Excerpts from a point labeling dataset

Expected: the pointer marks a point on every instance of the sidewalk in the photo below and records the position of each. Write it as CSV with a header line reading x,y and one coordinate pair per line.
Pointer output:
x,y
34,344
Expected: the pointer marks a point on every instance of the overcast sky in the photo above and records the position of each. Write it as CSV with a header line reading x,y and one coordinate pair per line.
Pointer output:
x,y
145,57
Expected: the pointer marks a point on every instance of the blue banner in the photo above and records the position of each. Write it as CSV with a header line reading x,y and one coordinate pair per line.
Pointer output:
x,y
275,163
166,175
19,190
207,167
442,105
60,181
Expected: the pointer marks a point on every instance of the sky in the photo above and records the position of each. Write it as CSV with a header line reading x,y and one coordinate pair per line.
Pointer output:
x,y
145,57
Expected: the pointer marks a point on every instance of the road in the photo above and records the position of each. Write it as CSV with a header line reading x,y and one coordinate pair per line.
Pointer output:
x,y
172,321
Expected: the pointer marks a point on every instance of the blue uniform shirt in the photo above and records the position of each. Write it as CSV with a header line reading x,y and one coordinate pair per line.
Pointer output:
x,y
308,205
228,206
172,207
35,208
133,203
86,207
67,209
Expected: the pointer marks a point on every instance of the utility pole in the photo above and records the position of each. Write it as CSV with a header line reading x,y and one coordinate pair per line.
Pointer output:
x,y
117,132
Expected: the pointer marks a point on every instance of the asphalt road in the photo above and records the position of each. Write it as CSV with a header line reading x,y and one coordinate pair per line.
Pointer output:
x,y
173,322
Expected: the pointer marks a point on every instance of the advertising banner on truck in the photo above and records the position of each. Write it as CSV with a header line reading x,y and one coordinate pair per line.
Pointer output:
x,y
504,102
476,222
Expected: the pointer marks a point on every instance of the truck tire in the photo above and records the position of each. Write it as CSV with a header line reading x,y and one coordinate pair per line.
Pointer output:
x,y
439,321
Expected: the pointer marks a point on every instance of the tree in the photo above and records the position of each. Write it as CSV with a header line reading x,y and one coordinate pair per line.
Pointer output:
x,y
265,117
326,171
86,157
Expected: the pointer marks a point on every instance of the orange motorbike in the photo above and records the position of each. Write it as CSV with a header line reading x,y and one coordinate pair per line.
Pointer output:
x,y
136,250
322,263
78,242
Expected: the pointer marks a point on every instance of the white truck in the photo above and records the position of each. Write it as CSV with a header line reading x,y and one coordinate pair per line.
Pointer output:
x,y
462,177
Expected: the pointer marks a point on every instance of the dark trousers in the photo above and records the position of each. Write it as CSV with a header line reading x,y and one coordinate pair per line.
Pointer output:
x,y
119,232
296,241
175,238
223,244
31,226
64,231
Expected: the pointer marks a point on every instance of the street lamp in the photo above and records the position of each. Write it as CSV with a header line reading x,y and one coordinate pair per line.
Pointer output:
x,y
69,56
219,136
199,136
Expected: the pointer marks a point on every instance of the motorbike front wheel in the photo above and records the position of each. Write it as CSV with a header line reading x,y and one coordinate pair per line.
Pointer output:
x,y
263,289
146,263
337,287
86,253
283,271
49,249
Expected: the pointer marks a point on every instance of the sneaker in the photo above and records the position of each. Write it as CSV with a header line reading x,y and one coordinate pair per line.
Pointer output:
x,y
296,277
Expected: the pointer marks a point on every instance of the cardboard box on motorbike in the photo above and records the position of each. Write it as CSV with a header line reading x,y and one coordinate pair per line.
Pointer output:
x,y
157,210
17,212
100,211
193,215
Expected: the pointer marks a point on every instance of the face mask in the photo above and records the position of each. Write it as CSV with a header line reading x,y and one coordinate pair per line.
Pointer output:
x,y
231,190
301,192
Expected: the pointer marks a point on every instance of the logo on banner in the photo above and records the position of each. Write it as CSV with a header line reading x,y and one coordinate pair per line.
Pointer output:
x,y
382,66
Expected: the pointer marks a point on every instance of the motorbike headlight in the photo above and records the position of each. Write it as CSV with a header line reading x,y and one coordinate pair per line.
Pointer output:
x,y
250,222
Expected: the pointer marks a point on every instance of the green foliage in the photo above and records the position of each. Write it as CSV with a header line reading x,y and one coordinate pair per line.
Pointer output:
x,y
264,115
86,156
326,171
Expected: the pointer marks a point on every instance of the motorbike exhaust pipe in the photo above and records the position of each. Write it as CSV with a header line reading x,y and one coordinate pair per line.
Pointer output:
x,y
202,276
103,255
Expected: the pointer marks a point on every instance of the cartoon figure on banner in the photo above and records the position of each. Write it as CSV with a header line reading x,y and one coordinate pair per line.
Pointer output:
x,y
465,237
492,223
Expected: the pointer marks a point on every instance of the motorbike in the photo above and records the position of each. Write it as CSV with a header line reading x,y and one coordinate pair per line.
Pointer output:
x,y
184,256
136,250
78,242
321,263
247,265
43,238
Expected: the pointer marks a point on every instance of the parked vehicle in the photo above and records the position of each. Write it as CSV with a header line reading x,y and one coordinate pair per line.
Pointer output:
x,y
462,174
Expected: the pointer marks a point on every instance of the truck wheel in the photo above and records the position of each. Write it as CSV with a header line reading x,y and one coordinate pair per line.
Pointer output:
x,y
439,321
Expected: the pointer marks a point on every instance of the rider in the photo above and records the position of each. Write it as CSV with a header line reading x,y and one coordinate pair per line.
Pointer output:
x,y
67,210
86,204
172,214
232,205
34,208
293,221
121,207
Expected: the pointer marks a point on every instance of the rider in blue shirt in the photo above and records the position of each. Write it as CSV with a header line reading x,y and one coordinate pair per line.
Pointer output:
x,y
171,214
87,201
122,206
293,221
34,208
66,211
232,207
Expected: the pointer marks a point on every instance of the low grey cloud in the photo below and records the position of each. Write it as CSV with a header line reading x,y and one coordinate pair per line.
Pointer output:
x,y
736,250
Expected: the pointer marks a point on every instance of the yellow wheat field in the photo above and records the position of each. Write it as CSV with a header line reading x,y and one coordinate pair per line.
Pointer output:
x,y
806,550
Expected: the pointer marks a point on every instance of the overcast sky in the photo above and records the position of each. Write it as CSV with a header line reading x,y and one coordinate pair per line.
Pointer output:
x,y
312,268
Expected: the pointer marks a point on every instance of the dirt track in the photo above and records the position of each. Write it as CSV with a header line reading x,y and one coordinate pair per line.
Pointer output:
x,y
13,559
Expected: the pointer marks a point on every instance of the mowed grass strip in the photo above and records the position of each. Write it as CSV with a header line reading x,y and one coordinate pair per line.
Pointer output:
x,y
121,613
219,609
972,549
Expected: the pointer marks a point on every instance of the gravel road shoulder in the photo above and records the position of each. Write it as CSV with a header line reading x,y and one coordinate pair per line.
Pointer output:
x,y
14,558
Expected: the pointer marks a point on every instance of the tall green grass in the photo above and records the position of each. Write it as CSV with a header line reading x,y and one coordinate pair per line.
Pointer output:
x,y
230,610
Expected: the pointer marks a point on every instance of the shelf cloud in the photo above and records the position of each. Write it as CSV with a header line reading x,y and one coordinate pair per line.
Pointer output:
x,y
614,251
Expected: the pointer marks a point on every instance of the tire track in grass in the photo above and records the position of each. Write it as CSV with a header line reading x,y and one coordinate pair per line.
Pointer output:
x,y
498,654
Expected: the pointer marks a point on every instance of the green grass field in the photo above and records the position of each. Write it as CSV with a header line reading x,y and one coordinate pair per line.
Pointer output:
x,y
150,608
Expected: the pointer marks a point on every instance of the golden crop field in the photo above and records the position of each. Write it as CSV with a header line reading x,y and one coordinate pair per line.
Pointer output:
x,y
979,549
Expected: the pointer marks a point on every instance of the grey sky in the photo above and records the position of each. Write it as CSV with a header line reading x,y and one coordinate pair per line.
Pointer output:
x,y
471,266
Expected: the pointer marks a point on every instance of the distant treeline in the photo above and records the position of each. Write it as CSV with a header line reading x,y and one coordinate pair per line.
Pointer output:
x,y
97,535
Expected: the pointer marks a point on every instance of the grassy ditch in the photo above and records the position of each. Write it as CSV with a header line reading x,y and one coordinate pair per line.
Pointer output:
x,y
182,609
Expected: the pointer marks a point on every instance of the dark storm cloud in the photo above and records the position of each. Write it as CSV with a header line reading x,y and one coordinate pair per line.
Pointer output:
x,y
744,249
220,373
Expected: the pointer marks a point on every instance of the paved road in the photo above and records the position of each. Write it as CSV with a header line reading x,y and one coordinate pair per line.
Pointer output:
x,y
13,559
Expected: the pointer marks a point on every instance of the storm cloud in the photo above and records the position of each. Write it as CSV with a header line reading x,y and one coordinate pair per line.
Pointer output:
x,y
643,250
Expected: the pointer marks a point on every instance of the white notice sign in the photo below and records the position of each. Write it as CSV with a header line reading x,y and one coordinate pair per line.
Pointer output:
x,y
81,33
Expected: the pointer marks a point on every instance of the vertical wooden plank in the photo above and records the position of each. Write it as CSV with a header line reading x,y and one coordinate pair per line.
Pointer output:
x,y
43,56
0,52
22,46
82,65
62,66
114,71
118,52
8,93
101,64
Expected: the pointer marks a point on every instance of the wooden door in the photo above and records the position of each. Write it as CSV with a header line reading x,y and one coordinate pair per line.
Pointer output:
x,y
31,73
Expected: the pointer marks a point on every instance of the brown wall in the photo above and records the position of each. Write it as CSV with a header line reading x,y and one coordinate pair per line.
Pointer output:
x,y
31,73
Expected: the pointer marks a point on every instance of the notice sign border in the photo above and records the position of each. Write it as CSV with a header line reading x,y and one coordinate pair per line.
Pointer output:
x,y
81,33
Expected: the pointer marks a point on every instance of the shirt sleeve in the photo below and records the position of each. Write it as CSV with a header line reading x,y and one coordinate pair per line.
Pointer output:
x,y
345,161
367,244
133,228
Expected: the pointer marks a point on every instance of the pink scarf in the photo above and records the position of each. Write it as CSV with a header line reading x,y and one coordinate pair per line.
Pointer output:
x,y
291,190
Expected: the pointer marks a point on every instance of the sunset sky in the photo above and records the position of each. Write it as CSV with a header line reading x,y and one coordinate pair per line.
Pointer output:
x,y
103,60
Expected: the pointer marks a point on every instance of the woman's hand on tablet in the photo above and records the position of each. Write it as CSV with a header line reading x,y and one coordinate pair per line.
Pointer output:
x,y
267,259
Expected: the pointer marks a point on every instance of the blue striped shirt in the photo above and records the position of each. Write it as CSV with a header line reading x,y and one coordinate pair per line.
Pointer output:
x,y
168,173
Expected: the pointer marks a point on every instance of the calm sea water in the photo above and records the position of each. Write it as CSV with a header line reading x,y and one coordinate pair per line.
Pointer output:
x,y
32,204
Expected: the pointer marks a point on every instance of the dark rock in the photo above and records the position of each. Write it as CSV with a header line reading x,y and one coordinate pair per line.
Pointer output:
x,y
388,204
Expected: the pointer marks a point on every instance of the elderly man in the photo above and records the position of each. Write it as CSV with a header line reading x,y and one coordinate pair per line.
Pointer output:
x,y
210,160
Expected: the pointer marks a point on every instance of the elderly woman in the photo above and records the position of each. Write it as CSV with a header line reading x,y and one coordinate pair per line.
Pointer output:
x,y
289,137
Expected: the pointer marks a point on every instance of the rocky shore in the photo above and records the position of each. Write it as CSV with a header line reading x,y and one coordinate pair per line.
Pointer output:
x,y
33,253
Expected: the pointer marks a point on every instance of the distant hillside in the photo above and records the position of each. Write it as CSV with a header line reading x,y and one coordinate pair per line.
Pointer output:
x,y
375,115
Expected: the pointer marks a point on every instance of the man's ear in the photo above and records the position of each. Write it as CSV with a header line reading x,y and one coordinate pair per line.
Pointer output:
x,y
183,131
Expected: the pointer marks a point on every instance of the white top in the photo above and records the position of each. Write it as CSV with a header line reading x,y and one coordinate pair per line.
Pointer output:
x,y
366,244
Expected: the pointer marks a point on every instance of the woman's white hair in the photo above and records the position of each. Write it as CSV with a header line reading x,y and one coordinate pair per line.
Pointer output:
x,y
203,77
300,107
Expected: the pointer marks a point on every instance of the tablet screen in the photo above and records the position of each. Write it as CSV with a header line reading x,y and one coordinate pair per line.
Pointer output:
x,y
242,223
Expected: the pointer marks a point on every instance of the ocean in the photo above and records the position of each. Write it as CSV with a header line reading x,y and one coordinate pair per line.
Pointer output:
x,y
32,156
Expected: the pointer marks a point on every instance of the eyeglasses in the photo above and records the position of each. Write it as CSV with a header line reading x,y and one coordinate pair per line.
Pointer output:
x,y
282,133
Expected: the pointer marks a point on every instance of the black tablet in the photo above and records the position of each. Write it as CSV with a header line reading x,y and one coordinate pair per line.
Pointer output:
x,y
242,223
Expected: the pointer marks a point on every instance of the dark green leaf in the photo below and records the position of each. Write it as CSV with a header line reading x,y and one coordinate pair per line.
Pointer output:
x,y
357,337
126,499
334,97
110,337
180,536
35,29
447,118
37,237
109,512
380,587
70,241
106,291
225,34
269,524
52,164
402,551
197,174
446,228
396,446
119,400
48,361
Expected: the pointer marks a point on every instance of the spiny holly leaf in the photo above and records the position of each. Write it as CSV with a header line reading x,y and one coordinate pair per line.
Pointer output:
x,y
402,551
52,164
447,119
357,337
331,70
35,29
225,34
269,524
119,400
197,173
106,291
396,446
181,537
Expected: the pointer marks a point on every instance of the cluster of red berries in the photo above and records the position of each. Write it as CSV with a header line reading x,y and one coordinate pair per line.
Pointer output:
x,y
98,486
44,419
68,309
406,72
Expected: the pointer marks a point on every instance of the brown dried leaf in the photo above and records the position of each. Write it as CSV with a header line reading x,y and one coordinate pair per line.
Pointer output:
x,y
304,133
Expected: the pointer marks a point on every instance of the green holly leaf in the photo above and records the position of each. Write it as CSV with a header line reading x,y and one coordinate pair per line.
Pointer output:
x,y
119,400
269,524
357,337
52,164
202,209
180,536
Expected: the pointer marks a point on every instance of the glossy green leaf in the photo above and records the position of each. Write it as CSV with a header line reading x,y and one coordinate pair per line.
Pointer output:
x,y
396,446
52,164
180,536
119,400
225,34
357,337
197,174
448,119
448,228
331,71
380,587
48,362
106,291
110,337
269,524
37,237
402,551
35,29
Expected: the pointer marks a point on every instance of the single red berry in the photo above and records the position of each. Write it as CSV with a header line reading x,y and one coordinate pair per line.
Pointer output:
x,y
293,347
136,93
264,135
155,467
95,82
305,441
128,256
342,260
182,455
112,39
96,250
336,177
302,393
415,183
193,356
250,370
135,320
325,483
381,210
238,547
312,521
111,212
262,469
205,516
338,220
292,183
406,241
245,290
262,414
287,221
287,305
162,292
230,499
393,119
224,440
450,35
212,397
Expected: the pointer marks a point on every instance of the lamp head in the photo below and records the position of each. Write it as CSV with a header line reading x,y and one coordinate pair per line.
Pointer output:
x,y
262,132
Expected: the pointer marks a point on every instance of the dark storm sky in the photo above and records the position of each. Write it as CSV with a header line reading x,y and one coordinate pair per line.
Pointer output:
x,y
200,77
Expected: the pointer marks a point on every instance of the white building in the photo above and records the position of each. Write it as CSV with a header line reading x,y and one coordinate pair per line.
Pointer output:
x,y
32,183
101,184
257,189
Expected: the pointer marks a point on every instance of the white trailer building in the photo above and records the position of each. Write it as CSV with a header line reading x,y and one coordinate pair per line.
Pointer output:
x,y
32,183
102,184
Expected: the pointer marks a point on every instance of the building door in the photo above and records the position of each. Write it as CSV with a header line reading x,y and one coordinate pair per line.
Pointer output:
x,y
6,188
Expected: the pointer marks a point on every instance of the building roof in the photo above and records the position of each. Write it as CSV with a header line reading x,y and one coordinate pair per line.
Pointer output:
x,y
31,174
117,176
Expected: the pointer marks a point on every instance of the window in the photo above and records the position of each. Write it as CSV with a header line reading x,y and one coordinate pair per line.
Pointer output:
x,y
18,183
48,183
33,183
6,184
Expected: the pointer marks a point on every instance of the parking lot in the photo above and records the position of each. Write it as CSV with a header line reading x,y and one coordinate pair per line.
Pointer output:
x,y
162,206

- **What needs to be done**: Reproduce word for word the lines from the one containing "of the parking" through the final line above, inclusive.

- **Exercise response**:
Expected: the pointer marks a point on every instance of the parking lot in the photo above and records the position of each. Write it as CSV with a header line reading x,y and one coordinate pair per line.
Pointer output:
x,y
162,206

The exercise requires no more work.